Document:

______________________________

Yayoi Kusama: Accumulation and Obliteration
The idea was to obliterate individuals and to contain them in the eternal world.
- Yayoi Kusama, 1993
As is the case with many female artists, Yayoi Kusama’s career experienced obscurity for the majority of her lifetime. It’s within the last 20 odd years that a rediscovery and celebration of her prolific practice has reached Western audiences again. Born in the provincial town of Matsumoto City, Japan in 1929, by 1958, Kusama was living and working in New York City. It was during her tenure in New York that she created her first Infinity Mirrored Room, Phalli’s Field, in 1965.
It was during this time of her career that Kusama established her lifelong, obsessive practice. She experimented with drawings, paintings, installations, happenings, poetry, furniture, erotic publications and more. Throughout the evolution of her work, the visual motifs and themes of obliteration, accumulation, and eternity connect her avant-garde practice in New York City to the work currently on view in Kusama: At the End of the Universe at the Museum of Fine Arts, Houston.

______________________________

Source records:
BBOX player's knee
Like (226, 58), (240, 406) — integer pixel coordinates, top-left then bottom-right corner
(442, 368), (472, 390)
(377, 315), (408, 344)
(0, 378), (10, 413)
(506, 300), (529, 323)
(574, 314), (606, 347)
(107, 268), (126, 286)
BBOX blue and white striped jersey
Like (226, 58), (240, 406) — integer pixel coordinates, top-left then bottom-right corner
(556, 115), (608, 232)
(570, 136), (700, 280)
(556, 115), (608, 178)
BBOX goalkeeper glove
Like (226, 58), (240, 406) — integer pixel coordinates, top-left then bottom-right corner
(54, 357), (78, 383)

______________________________

What to do:
[A] Reproduce word for word the part of the Kusama text that opens with the words containing "It was during this" and closes with "Fine Arts, Houston.".
[B] In the records, take the part that runs from the start through the line containing "(107, 268), (126, 286)", swap "knee" for "elbow", and give only those lines with nothing else altered.

Solutions to the exercise:
[A]
It was during this time of her career that Kusama established her lifelong, obsessive practice. She experimented with drawings, paintings, installations, happenings, poetry, furniture, erotic publications and more. Throughout the evolution of her work, the visual motifs and themes of obliteration, accumulation, and eternity connect her avant-garde practice in New York City to the work currently on view in Kusama: At the End of the Universe at the Museum of Fine Arts, Houston.

[B]
BBOX player's elbow
Like (226, 58), (240, 406) — integer pixel coordinates, top-left then bottom-right corner
(442, 368), (472, 390)
(377, 315), (408, 344)
(0, 378), (10, 413)
(506, 300), (529, 323)
(574, 314), (606, 347)
(107, 268), (126, 286)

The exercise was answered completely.